▶ AIM: Shift each coordinate in the answer polygons by -97 and give back every line, starting at the one containing "target: woman's face" and ending at the one containing "POLYGON ((39 13, 39". Keep the sample outputs unchanged.

▶ RECORDED DATA:
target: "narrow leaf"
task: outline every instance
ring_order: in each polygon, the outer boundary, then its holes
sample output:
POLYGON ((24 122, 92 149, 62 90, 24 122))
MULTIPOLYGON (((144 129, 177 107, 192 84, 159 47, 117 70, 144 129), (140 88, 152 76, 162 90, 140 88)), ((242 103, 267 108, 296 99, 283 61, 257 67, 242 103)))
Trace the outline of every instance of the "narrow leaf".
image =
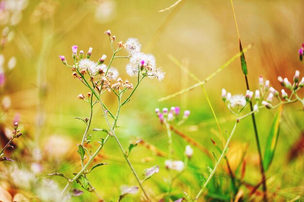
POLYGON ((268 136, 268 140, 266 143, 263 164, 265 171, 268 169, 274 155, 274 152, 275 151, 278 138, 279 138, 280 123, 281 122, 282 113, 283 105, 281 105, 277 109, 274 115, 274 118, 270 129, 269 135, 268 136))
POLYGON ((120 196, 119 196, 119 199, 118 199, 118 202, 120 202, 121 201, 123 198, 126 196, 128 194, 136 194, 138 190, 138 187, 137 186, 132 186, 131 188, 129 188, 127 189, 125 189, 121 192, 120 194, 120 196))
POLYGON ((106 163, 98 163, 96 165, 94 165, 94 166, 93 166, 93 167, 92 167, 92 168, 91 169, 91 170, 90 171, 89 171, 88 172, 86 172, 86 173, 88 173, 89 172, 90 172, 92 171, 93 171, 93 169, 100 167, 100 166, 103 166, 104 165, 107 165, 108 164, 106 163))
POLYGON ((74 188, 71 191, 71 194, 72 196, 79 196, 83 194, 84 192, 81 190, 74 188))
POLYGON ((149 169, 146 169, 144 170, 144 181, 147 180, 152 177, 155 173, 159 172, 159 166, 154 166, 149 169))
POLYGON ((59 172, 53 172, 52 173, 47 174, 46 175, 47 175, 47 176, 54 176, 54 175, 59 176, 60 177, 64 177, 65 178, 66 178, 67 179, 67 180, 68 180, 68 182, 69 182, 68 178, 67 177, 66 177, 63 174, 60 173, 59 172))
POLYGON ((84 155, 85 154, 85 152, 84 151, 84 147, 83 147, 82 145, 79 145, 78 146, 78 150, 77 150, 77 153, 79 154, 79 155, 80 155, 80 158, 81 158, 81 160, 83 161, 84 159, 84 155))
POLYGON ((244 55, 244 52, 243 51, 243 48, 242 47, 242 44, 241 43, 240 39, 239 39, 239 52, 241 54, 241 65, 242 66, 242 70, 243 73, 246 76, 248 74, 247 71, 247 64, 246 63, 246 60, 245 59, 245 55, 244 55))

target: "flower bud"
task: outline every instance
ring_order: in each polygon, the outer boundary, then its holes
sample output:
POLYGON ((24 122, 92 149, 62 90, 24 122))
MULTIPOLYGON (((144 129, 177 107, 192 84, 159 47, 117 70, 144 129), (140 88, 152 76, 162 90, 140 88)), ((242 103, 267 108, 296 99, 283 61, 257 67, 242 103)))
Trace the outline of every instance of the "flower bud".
...
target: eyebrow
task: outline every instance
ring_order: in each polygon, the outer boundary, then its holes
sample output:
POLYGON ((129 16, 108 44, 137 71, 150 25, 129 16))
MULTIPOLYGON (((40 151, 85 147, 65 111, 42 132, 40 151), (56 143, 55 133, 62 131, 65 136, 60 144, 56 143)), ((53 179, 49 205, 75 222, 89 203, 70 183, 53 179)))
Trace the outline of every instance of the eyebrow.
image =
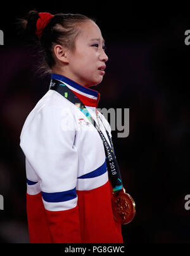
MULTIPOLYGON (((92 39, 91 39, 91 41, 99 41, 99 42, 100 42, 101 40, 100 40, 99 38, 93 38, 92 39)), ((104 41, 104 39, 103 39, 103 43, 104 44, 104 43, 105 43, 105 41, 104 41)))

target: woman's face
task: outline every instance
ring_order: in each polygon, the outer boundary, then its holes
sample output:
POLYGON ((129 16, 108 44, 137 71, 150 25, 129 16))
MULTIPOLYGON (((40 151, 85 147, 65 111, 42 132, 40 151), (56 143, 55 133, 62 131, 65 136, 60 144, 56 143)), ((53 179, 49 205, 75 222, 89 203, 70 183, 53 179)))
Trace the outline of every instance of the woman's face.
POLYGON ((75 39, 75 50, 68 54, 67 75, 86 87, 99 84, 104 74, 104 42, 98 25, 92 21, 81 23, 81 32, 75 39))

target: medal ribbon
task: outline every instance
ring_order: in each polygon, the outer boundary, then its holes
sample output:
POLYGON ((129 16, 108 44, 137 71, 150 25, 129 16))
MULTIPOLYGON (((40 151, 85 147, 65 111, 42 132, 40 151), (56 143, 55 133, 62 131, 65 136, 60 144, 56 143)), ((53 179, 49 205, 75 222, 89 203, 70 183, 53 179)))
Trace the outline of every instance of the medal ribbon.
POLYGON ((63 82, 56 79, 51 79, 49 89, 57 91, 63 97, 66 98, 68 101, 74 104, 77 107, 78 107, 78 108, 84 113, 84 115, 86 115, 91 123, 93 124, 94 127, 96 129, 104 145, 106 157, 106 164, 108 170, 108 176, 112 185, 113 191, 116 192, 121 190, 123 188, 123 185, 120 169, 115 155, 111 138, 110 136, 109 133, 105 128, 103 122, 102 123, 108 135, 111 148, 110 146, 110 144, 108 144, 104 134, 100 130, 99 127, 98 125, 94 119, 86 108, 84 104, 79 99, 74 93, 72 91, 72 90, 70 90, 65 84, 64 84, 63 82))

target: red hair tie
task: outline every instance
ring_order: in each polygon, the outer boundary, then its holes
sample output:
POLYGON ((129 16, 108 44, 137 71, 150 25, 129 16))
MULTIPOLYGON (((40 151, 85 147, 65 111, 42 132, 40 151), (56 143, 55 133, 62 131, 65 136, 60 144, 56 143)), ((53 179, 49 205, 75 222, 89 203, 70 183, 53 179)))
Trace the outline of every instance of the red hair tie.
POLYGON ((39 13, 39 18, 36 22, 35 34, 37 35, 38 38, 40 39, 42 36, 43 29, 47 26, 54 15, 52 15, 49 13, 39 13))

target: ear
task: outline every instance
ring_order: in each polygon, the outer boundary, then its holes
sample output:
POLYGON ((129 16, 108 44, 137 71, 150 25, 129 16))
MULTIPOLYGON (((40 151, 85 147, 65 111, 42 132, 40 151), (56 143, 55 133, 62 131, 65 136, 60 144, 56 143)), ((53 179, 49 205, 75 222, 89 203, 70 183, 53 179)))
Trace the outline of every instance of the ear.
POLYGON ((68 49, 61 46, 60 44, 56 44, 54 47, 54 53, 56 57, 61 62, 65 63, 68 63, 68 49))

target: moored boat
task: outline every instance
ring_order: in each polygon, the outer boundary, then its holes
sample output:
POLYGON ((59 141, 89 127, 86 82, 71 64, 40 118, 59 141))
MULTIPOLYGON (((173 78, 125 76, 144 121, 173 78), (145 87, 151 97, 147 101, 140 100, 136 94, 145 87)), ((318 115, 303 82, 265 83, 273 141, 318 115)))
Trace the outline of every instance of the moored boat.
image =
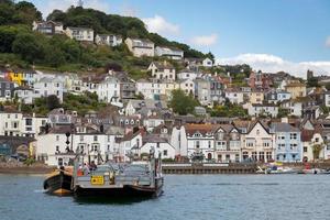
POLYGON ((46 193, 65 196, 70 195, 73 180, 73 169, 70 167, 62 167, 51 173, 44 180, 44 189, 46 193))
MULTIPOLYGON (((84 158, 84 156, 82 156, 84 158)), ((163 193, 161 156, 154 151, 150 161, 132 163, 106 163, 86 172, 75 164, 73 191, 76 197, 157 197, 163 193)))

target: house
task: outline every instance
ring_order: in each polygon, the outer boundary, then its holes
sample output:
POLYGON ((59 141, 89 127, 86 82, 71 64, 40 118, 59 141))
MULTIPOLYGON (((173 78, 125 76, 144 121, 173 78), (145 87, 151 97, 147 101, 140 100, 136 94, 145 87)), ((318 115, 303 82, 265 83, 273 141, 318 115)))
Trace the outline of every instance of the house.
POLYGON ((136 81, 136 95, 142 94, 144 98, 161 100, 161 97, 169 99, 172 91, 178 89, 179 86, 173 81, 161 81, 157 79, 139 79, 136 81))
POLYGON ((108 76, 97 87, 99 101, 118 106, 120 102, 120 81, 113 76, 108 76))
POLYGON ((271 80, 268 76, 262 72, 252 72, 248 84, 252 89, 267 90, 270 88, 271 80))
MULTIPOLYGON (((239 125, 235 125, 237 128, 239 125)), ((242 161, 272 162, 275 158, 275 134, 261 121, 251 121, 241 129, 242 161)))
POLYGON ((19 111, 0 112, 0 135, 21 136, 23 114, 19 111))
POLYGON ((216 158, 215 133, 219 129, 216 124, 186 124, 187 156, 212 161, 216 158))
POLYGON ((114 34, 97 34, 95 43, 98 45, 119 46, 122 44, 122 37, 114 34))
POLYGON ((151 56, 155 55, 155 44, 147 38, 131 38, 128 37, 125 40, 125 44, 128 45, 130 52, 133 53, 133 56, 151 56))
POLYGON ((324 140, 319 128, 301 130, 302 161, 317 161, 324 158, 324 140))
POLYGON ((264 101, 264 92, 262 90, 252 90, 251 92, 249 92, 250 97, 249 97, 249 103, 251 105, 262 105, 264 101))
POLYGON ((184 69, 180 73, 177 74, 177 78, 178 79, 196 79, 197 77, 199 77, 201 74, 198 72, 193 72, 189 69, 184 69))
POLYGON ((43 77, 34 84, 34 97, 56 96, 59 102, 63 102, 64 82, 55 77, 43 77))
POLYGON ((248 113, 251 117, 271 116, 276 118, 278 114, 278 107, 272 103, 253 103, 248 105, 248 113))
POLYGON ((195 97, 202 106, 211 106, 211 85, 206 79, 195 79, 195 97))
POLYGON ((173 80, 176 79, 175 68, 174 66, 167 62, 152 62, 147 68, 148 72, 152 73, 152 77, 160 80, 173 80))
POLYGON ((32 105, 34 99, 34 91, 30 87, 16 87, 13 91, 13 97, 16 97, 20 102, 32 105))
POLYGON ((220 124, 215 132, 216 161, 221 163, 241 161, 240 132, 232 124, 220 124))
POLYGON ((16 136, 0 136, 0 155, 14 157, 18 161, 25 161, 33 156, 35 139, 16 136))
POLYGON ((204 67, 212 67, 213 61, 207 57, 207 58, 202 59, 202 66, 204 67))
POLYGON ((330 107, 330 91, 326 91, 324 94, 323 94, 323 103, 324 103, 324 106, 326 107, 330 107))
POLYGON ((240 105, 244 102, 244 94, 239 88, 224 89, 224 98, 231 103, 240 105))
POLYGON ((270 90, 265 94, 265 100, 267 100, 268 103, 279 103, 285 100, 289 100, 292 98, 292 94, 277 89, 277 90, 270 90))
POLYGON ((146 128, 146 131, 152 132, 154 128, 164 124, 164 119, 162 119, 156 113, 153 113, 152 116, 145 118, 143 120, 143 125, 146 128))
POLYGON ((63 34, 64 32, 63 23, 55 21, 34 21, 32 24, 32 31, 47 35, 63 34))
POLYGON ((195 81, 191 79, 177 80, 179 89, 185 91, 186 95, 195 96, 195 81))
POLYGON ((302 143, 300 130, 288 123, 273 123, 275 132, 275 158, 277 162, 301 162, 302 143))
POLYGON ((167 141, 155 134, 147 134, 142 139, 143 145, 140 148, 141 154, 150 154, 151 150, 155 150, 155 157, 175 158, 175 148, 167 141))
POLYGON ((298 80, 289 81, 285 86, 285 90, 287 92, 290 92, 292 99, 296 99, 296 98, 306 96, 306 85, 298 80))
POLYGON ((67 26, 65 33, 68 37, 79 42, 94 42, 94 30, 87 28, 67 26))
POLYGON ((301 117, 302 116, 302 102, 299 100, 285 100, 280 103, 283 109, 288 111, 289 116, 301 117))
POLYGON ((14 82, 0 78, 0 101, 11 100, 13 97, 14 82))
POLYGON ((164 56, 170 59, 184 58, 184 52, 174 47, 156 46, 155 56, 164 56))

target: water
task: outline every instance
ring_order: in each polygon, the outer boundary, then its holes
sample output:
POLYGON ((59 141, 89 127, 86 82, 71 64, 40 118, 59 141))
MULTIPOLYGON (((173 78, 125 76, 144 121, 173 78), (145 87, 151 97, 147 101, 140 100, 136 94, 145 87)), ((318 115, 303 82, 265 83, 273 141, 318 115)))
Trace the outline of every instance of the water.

▶ TASK SOLUTION:
target: woman's face
task: outline every instance
ring_order: in each polygon, the outer boundary, then its holes
sample output:
POLYGON ((129 16, 108 44, 137 71, 150 25, 129 16))
MULTIPOLYGON (((40 151, 85 147, 65 111, 42 132, 40 151), (56 143, 55 133, 62 131, 65 136, 60 144, 56 143)), ((53 179, 49 205, 75 222, 89 203, 70 183, 53 179)))
Trace the outline of every instance of the woman's face.
POLYGON ((-22 -58, -22 -47, -29 -43, -30 -22, -11 -10, 2 -13, 7 -23, 7 -55, 1 -72, -5 -76, -16 -74, -16 -65, -22 -58))

target: medal ribbon
task: outline every instance
ring_order: in each polygon, the outer boundary, then its holes
sample output:
POLYGON ((129 16, 108 44, 137 71, 150 25, 129 16))
MULTIPOLYGON (((40 151, 85 147, 65 111, 42 132, 40 151), (56 143, 55 133, 62 131, 65 136, 60 144, 56 143)), ((53 179, 49 205, 75 222, 89 203, 70 183, 53 179)))
Trace the outline of every instance of the medal ribbon.
POLYGON ((-34 -15, -41 -18, -46 -18, -48 -8, -40 -6, -34 0, -31 1, -29 4, -23 7, -20 10, -19 10, -19 11, -13 16, -13 18, -11 18, -6 26, -4 27, -3 30, -1 32, 7 48, 9 60, 9 67, 11 73, 11 79, 15 88, 16 94, 19 95, 24 93, 26 91, 26 88, 23 72, 18 58, 14 41, 13 39, 12 36, 8 31, 6 25, 5 26, 11 38, 14 51, 13 49, 13 47, 11 47, 7 37, 3 33, 2 30, 1 28, -3 22, -11 11, -13 7, -18 2, -23 -4, -25 -6, -25 -7, -27 -7, -32 -13, -33 -13, -34 -15))

target: red hair tie
task: outline every instance
ring_order: in each polygon, the outer boundary, then its holes
sample output:
POLYGON ((129 16, 108 44, 137 71, 150 25, 129 16))
MULTIPOLYGON (((40 151, 85 147, 65 111, 42 132, 40 151), (56 143, 55 133, 62 131, 65 136, 60 144, 56 143)), ((53 179, 49 205, 75 222, 89 203, 70 183, 53 179)))
Trace the outline of every instance of the red hair tie.
POLYGON ((-58 -84, -58 -79, -61 -75, -62 -63, -60 -62, -59 -59, -57 -58, -55 -61, -54 -68, -50 -71, -43 -82, -45 -82, -48 -84, -58 -84))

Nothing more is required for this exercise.